→ Tasks:
1. Which dates appear in the EB0 pickup thread? List all of them.
2. Could you continue the EB0 pickup thread after its last post?
*** Opening of Page extract ***
Discussion in 'Pickups & Electronics [BG]' started by shodan, Jan 7, 2007.

  1. shodan


    Mar 23, 2005
    Central Midwest
    I have a late sixties/early seventies EB0. It has seen better days and has gone through two refinishes. When the last one was finished, I couldn’t get the electrics to work. Thinking that the controls portion had finally given up I acquired all new pots and caps and rebuilt the controls per a Gibson schematic. When this didn’t work, I investigated the original controls and found that they didn’t match the Gibson schematic. So I created another set of controls that matched the original. They don’t work either. Now I’m wondering if the humbucker has bit the dust. Can anyone tell me what sort of signal I should get directly out of the pickup when a tuning fork is pointed at it? I don’t want to keep hooking up and installing the electrics to see if it works.
  2. CLIFF BURTON :bassist:

    Oh sorry. Please continue.
  3. Espidog


    May 19, 2006
    As this is an ordinary passive pickup, you can connect it directly to a jack soket and plug it into an amp. No other circuitry is needed. Some people have their instruments wired like this permanently, because they only use one 'sound' and dial in their EQ on the amp. If it's working, you'll get its full-strength signal. If not, it'll soon be obvious!
*** Close of Page extract ***
*** Opening of Data extract ***
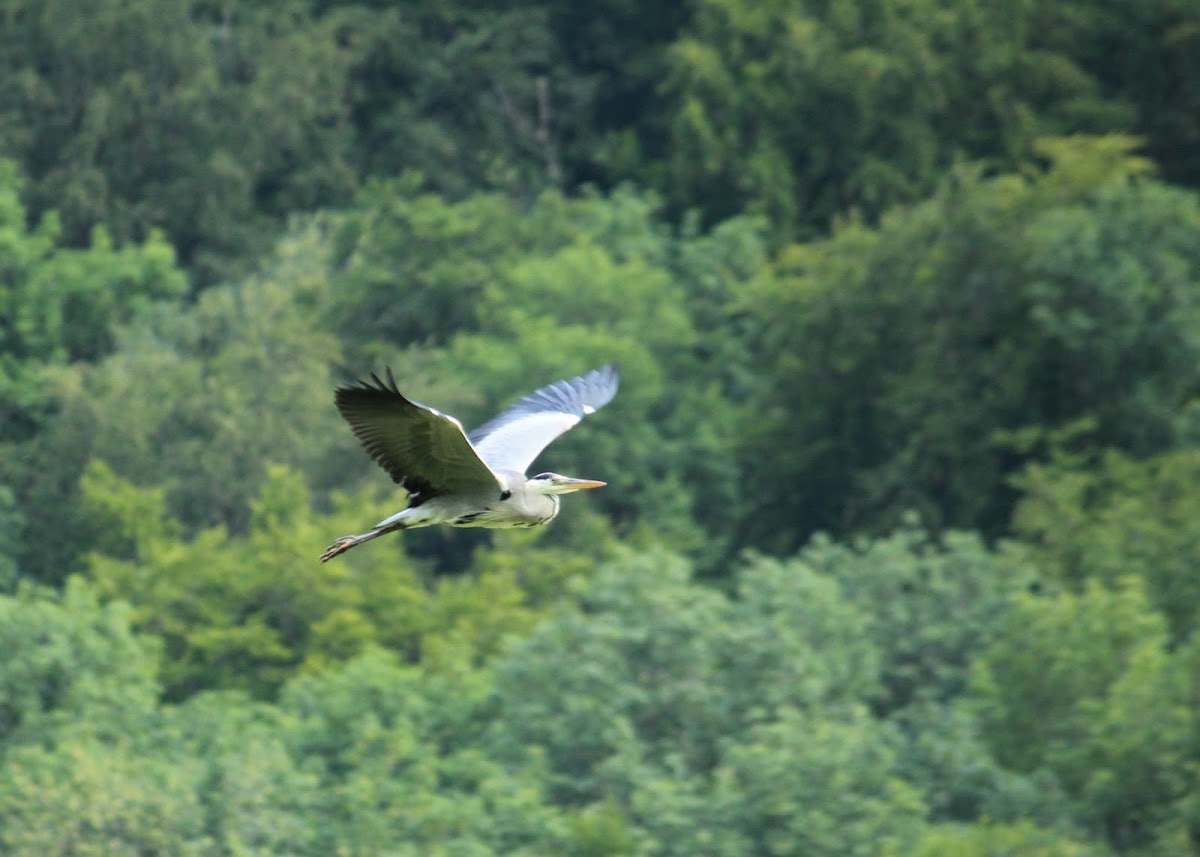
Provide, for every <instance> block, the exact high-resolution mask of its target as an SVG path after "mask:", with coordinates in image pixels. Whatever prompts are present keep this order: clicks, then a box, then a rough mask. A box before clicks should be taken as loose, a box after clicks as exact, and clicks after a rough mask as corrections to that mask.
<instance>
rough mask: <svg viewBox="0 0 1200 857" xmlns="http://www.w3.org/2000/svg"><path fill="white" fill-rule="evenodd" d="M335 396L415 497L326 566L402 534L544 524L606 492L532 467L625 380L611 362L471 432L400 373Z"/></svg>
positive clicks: (364, 437)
*** Close of Data extract ***
→ Answers in order:
1. Jan 7, 2007; Mar 23, 2005; May 19, 2006

2.
    If the pickup is faulty, it may be fixable. It largely depends on whether the innards are potted in wax or not. If they're potted, there's no way of getting at the windings. Also, keep in mind that the cost of repair might be more than the cost of a replacement pickup, so unless you have a passion for vintage gear, it might not be worth the bother.
  4. First you should check the pickup to see if it working as has been mentioned already. This can be done by connecting the pickup directly to the output jack or by checking its DC resistance with a multimeter.

    Assuming that it is dead, any good pickup restorer should be able to fix it. Getting potting wax out of an old pickup is not hard to do at all. If your pickup guy can't figure that trick out find a new pickup guy because he is an amature.

    Now epoxy... that another story. But this pickup isn't potted with epoxy.

    Old Gibson EBO pickups are selling big money so it likely worth while to have a real one fixed. Shouldn't be too expensive either. I would fix it.